(Stored records)

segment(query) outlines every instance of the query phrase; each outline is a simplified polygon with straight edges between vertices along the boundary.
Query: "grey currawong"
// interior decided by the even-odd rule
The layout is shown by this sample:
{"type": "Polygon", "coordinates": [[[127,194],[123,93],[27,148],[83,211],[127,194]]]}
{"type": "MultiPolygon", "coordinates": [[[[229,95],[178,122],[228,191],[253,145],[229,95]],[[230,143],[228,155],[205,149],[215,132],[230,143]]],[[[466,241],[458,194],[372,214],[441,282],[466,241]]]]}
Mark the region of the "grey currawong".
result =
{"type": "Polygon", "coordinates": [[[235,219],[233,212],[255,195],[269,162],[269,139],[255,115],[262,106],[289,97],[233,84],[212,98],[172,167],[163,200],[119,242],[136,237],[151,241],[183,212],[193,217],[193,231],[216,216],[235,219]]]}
---
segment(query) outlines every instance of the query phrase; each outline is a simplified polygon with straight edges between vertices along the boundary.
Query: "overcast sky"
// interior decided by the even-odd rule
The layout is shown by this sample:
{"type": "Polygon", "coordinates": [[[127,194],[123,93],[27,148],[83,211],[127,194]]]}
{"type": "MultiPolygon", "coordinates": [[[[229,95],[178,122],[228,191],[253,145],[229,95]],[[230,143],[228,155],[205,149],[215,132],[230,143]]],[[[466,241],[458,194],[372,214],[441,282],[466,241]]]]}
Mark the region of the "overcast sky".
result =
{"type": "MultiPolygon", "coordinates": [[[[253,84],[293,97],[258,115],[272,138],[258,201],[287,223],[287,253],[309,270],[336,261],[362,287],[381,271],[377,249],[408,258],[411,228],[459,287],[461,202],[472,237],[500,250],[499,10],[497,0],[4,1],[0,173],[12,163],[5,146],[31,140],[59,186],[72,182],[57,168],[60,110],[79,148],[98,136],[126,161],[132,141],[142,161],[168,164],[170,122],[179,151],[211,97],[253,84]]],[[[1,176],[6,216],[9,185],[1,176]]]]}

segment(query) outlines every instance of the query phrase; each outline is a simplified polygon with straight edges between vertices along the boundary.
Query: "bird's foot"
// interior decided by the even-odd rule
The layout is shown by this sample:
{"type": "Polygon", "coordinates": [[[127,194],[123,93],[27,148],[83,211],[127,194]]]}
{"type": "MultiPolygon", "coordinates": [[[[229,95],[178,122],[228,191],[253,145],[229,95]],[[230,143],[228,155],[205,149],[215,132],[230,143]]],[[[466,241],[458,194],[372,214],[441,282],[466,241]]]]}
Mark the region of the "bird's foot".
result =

> [PROMPT]: From the entries above, copy each line that holds "bird".

> [SOLUTION TO THE EXERCISE]:
Query: "bird's foot"
Mark the region of the "bird's foot".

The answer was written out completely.